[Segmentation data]
--- Begin ---

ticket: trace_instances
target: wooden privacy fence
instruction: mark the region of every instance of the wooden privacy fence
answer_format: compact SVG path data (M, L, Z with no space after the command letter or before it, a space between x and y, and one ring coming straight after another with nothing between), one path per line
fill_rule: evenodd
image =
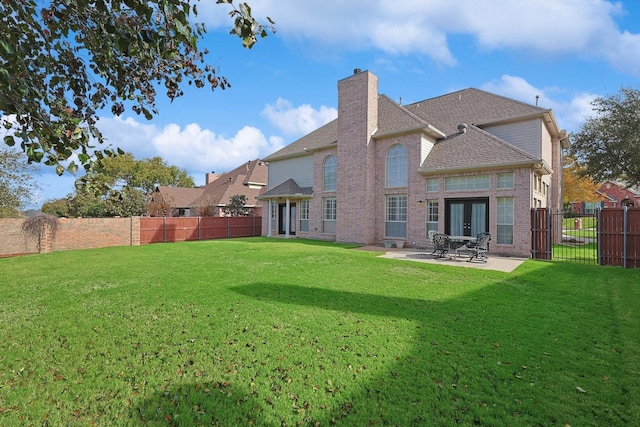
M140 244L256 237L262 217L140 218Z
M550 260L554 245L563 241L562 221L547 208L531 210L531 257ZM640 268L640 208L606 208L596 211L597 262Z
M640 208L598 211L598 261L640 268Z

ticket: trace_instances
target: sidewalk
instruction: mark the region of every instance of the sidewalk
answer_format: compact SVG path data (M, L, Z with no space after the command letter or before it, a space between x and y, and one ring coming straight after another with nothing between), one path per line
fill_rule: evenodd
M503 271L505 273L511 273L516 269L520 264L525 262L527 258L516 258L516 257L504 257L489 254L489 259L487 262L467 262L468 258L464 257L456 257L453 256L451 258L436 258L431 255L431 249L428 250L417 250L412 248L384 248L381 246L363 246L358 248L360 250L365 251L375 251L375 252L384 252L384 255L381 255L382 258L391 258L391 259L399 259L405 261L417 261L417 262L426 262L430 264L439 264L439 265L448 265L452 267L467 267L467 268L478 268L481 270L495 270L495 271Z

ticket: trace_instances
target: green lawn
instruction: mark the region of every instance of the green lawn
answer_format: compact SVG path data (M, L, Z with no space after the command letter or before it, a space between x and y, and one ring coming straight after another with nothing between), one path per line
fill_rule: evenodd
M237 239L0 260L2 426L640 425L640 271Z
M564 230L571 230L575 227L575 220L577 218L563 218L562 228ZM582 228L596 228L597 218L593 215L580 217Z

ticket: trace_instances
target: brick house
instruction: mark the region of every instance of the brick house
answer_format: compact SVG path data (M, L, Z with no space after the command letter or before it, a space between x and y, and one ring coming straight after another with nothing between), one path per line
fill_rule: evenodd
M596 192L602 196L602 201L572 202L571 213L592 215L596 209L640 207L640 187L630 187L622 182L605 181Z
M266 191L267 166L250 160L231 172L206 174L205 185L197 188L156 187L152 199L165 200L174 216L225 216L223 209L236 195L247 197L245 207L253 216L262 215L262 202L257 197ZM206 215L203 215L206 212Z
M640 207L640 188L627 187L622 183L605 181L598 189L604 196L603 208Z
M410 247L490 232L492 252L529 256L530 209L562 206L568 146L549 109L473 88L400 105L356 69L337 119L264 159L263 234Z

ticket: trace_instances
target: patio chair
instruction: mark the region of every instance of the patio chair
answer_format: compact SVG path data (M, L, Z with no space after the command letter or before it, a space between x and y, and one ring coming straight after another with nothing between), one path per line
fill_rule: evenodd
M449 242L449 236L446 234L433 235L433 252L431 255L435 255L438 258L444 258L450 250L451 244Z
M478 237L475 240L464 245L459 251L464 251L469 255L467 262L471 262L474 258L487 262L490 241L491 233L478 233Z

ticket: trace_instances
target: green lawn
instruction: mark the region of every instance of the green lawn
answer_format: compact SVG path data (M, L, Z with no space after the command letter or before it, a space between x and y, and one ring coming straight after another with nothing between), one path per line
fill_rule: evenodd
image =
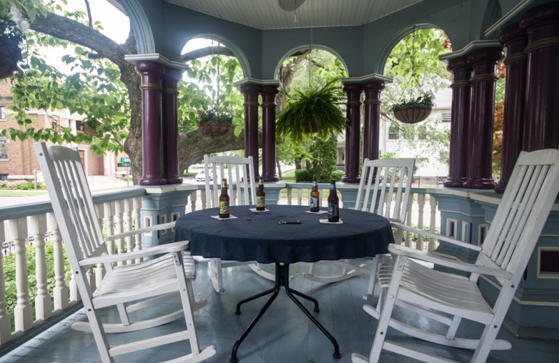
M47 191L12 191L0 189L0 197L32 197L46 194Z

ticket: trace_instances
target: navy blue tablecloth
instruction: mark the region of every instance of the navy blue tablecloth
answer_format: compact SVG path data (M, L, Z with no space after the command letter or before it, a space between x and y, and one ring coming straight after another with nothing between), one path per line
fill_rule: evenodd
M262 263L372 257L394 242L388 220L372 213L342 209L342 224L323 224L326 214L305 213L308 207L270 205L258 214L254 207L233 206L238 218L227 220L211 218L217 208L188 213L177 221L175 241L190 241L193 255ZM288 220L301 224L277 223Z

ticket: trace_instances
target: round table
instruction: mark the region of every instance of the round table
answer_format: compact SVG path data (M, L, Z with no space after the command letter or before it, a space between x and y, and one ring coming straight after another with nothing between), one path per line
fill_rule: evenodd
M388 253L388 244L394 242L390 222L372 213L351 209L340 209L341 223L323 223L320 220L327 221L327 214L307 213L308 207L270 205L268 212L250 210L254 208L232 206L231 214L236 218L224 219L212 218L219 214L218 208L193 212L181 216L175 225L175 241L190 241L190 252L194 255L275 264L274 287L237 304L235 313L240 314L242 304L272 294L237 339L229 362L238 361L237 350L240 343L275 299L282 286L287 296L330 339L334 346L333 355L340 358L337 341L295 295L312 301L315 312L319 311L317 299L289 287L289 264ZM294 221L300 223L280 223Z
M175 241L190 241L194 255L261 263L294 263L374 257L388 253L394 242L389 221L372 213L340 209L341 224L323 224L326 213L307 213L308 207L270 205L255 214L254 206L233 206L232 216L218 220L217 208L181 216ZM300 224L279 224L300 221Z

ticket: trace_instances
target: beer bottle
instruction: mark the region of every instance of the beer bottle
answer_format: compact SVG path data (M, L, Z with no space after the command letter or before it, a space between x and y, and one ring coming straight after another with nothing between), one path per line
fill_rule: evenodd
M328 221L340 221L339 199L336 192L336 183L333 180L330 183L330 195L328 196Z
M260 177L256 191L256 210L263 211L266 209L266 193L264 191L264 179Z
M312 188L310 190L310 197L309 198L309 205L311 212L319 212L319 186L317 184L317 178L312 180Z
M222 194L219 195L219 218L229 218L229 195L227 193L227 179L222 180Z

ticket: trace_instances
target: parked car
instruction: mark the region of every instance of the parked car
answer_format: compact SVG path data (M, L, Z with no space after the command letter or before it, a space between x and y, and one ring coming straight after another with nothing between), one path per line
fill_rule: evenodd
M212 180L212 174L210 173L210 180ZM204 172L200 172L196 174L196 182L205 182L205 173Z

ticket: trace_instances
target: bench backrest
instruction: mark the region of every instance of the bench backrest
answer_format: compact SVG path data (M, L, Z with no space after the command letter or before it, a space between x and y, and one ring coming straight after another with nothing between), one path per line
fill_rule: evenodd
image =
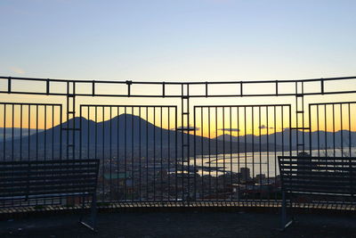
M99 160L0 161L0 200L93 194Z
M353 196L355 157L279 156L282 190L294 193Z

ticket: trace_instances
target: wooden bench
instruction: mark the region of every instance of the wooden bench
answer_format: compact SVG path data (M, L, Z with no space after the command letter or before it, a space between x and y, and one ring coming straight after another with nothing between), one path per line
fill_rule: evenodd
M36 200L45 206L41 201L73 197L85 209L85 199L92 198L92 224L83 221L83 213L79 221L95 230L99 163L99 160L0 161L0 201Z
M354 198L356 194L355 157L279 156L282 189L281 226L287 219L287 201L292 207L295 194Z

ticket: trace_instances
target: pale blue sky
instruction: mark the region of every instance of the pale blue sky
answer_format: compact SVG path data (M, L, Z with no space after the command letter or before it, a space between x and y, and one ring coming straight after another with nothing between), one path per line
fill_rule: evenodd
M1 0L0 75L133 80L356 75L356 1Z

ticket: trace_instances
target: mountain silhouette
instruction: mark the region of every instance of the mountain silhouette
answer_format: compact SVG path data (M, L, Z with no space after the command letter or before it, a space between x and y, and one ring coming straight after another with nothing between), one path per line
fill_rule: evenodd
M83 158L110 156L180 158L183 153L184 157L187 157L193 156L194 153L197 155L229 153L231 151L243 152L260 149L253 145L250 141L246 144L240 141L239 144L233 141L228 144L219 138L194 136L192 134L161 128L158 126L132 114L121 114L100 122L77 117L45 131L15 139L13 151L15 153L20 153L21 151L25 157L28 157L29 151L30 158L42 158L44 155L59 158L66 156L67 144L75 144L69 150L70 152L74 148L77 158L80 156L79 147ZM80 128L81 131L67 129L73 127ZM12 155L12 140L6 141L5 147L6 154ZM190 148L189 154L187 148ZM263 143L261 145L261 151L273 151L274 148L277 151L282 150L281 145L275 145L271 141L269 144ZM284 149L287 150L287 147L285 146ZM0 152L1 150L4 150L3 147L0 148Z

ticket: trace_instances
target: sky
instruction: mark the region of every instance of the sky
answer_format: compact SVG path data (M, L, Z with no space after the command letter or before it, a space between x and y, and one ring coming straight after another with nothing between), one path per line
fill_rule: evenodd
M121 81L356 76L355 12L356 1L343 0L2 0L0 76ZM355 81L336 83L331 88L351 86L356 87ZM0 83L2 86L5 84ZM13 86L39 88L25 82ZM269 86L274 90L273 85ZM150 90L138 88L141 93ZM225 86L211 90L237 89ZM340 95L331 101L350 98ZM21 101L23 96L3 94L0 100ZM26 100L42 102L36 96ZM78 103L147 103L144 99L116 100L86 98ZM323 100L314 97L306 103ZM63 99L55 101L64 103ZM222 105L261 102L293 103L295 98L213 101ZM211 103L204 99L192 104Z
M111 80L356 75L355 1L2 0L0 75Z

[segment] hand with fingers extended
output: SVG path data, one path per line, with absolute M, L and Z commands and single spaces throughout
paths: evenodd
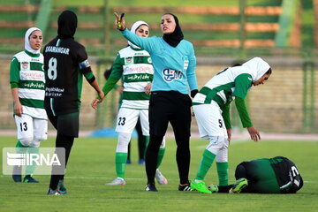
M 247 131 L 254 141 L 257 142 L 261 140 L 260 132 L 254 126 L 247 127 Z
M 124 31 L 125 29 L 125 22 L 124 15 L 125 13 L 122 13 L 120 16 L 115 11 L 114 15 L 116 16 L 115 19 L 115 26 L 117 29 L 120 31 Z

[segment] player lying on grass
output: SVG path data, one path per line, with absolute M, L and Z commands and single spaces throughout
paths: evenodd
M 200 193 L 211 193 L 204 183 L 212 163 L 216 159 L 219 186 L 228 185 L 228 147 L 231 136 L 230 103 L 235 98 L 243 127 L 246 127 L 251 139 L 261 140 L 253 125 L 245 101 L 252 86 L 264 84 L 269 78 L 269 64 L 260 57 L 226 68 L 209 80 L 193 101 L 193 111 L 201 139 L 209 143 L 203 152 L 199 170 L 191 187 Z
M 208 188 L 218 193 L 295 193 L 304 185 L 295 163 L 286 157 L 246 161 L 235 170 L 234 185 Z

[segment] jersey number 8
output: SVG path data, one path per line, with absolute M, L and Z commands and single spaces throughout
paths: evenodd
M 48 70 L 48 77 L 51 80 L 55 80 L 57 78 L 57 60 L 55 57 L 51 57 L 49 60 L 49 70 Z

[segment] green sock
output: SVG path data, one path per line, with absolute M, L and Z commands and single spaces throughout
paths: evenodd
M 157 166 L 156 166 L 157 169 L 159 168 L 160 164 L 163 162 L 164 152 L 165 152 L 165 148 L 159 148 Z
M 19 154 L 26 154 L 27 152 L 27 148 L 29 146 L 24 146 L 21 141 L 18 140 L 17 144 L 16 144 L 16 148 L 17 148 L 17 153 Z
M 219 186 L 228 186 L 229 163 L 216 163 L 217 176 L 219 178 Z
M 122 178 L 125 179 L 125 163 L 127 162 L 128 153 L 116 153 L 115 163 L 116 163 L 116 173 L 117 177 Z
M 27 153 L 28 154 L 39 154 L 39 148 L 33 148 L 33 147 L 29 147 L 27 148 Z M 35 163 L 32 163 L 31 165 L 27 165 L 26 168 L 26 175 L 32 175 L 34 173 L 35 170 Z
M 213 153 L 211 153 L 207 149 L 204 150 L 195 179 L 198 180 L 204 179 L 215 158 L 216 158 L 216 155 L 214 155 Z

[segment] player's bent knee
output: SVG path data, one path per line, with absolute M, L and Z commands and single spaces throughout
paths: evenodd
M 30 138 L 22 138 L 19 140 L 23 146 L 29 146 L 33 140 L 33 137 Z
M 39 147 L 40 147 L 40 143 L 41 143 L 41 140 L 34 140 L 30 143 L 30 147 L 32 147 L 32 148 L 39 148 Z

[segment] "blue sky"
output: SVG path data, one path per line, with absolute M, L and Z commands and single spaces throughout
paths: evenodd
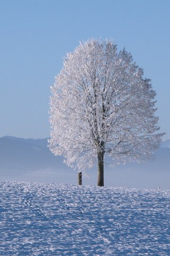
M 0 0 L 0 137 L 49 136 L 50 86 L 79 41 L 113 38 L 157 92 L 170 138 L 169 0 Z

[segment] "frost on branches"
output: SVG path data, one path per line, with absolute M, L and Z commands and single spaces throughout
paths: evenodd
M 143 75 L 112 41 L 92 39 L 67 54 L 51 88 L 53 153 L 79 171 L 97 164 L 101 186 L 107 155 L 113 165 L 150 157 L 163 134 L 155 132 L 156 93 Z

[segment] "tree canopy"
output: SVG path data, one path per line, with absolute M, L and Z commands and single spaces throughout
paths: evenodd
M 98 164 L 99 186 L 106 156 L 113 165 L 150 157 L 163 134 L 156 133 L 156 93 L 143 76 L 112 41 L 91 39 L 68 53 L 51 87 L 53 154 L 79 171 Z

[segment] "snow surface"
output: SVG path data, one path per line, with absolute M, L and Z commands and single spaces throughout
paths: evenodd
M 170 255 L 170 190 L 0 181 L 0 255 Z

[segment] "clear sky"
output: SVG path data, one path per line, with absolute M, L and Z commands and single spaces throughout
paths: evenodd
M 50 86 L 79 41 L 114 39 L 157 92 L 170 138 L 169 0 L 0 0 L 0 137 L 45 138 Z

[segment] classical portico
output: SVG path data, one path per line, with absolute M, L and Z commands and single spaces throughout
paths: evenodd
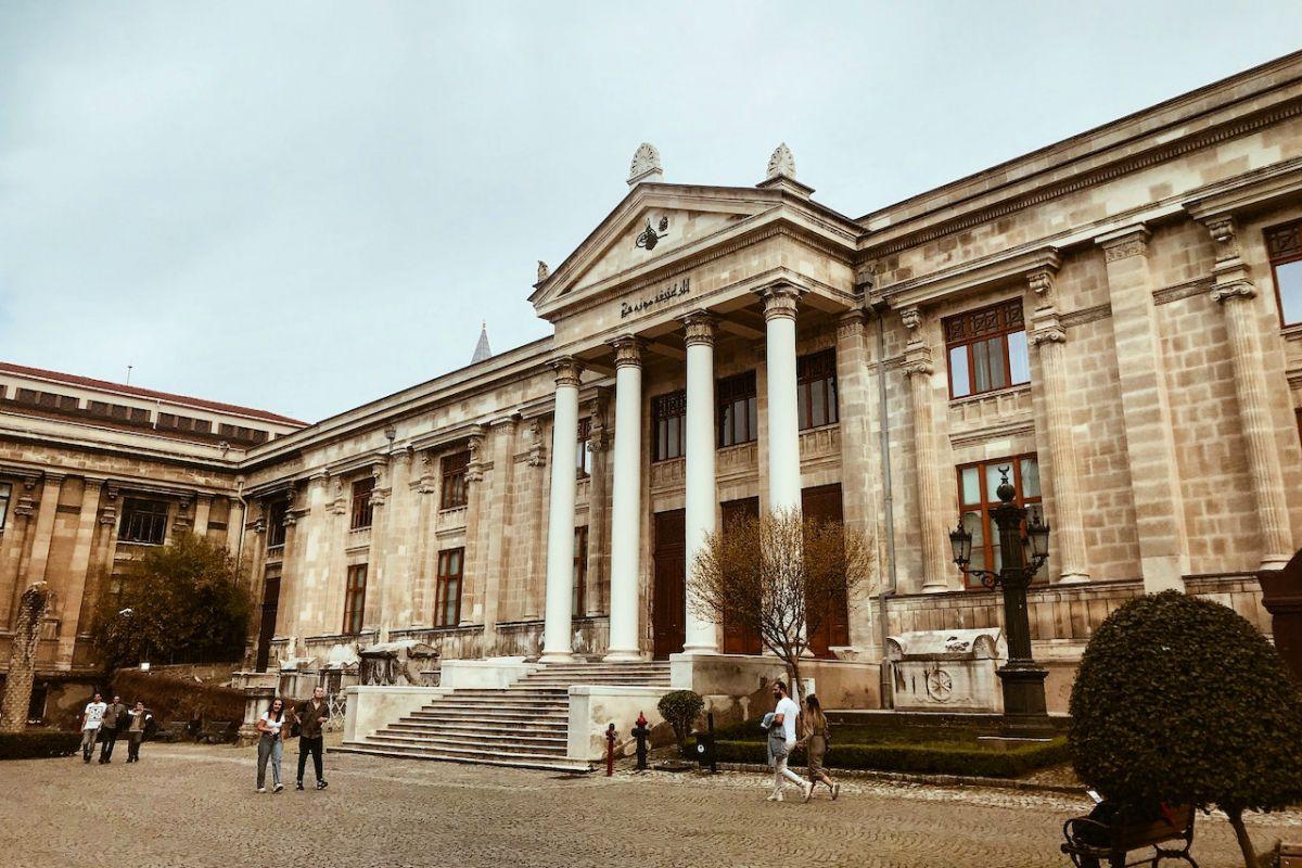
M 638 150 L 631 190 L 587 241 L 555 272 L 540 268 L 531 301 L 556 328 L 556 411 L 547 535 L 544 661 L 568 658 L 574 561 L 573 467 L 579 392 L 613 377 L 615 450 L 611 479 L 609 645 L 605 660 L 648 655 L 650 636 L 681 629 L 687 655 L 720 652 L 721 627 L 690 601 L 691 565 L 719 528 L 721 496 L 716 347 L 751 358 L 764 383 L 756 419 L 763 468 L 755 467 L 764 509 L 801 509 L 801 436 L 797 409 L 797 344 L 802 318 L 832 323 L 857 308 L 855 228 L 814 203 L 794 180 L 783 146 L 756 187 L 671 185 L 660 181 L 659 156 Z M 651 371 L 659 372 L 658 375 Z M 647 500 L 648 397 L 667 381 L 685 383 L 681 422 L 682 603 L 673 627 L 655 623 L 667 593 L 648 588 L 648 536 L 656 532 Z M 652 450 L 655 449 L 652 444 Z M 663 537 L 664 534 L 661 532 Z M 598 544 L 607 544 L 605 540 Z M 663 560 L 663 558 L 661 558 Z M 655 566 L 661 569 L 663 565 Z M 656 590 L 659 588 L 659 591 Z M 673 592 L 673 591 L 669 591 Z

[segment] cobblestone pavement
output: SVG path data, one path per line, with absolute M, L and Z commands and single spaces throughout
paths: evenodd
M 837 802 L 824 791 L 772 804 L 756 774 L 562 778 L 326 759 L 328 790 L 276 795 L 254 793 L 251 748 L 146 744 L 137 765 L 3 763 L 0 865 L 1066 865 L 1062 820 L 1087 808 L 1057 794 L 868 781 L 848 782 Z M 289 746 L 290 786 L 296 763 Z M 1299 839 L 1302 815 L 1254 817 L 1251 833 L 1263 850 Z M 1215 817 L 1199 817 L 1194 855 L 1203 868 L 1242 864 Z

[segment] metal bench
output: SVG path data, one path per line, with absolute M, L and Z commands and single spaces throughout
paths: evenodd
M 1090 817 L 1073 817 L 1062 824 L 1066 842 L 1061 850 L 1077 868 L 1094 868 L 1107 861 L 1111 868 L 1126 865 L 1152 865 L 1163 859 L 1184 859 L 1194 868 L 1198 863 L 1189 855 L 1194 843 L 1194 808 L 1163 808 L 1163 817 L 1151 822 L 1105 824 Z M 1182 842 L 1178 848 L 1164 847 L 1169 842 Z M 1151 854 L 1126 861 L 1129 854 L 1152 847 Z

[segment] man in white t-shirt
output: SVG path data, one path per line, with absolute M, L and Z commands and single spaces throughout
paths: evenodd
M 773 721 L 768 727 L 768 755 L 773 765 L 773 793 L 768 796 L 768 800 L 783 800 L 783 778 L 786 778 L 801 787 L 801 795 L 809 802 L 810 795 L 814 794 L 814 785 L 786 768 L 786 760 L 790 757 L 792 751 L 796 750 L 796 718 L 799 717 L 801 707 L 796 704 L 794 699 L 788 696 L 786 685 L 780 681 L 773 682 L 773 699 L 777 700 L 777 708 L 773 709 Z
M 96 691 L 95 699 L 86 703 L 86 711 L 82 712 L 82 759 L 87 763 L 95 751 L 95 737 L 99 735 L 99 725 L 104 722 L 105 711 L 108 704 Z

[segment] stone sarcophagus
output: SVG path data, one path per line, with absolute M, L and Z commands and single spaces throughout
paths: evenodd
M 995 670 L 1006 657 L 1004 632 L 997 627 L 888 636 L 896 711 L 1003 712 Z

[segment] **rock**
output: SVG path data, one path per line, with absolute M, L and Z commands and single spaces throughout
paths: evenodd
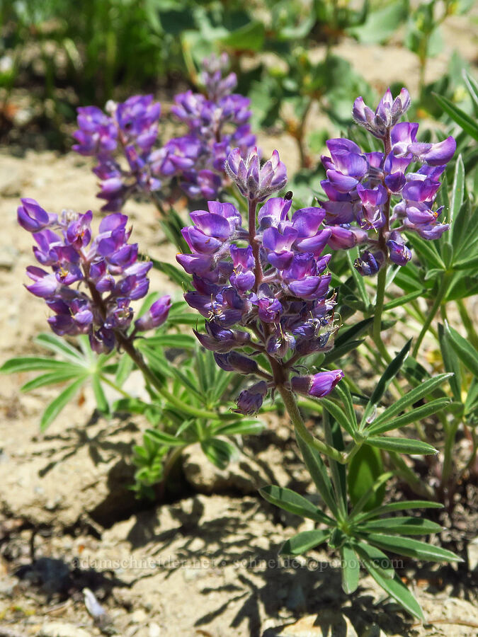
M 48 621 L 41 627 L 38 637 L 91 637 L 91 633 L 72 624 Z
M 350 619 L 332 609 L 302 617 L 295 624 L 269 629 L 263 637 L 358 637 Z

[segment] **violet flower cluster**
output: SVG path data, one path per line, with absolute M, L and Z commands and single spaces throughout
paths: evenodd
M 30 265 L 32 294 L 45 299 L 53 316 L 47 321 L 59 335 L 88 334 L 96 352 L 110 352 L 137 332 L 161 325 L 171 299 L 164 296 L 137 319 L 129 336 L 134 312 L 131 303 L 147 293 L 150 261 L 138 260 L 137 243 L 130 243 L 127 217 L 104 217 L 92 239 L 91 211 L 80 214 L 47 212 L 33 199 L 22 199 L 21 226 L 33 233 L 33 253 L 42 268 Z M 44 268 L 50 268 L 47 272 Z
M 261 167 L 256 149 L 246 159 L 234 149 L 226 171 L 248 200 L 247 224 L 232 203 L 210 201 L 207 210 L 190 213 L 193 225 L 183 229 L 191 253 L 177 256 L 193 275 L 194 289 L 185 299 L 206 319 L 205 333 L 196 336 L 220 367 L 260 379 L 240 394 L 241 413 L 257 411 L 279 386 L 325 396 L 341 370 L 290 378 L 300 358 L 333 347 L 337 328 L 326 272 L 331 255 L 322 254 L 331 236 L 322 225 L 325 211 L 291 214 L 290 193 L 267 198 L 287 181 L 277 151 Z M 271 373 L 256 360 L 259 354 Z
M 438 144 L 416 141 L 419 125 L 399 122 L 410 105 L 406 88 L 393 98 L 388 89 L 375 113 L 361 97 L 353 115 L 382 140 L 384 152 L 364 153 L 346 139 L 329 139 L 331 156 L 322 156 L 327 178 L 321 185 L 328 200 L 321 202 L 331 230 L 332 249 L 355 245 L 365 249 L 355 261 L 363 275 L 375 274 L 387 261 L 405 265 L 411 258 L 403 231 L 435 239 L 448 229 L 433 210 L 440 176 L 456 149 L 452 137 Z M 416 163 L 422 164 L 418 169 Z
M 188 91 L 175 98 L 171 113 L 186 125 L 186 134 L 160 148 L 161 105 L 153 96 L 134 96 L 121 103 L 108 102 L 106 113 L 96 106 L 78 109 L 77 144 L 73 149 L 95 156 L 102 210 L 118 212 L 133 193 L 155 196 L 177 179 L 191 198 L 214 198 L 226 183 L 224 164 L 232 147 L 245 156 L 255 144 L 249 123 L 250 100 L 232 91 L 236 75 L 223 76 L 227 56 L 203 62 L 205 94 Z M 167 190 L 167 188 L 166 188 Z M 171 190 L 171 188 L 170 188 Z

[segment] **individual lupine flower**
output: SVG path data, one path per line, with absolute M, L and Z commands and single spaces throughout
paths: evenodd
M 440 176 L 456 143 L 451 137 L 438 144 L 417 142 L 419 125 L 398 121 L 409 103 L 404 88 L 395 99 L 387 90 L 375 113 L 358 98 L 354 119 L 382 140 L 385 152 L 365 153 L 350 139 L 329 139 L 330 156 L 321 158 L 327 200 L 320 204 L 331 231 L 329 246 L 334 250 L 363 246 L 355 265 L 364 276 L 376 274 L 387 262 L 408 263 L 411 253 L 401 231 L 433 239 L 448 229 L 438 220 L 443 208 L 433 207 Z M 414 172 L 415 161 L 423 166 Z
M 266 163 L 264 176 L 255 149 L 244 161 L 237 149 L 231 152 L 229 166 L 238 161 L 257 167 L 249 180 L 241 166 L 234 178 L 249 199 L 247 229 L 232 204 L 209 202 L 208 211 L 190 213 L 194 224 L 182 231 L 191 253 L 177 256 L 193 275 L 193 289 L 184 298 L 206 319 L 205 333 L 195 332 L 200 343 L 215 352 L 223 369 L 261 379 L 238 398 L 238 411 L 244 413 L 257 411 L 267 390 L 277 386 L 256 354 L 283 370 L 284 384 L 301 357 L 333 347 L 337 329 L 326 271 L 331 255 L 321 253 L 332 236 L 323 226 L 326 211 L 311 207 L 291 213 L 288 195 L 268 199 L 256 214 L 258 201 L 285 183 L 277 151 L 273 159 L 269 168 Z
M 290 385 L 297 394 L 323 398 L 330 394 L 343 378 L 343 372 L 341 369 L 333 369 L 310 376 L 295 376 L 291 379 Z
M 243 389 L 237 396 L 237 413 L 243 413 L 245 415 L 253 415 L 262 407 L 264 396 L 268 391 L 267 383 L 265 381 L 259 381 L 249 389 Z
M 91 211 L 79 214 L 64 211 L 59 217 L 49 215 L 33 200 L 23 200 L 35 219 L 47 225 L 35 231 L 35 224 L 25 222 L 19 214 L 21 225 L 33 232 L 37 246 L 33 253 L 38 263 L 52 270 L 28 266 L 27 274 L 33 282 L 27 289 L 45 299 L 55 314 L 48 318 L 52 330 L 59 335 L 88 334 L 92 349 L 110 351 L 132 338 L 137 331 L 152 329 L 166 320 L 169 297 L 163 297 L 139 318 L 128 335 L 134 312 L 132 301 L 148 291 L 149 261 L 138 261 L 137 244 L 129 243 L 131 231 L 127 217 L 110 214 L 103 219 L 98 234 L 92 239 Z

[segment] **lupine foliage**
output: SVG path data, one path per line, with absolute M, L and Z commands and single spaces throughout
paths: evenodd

--- End ---

### [Work to complete]
Starting with the line that contains "[segment] classical portico" and going on through the line that contains "M 837 802 L", write out that stretch of the data again with "cobblestone pavement" swapped for "stone paving" and everything else left unchanged. Leave the pictures out of your answer.

### [Answer for this exercise]
[segment] classical portico
output: SVG path data, one path per line, with absolute M, L and Z commands and single spaces throughout
paths: evenodd
M 638 150 L 631 190 L 587 241 L 555 272 L 540 268 L 531 301 L 556 328 L 556 411 L 547 535 L 544 661 L 568 658 L 574 561 L 573 467 L 579 392 L 613 377 L 615 450 L 611 479 L 609 645 L 605 660 L 648 655 L 650 636 L 681 629 L 687 655 L 720 652 L 721 627 L 690 601 L 691 565 L 719 528 L 721 496 L 716 347 L 751 358 L 764 383 L 756 419 L 763 468 L 755 467 L 764 509 L 801 509 L 801 436 L 797 409 L 797 344 L 802 318 L 832 323 L 857 308 L 855 228 L 814 203 L 794 180 L 783 146 L 756 187 L 671 185 L 660 181 L 659 156 Z M 651 371 L 659 372 L 658 375 Z M 647 500 L 648 397 L 667 381 L 685 383 L 681 422 L 682 603 L 673 627 L 655 623 L 667 593 L 648 588 L 648 536 L 656 532 Z M 652 450 L 655 449 L 652 444 Z M 663 537 L 664 534 L 661 532 Z M 598 544 L 607 544 L 605 540 Z M 663 560 L 663 558 L 661 558 Z M 655 566 L 661 569 L 663 565 Z M 656 590 L 659 588 L 659 591 Z M 673 592 L 673 591 L 669 591 Z

[segment] stone paving
output: SVG path data, one path per line, with absolute M, L and Z commands and single spaces throughout
paths: evenodd
M 837 802 L 824 791 L 772 804 L 756 774 L 562 778 L 326 759 L 328 790 L 276 795 L 254 793 L 251 748 L 146 744 L 137 765 L 3 763 L 0 865 L 1066 865 L 1062 820 L 1087 808 L 1057 794 L 868 781 L 848 782 Z M 289 746 L 290 786 L 296 763 Z M 1299 839 L 1302 815 L 1254 817 L 1251 833 L 1263 850 Z M 1215 817 L 1199 817 L 1194 855 L 1203 868 L 1242 864 Z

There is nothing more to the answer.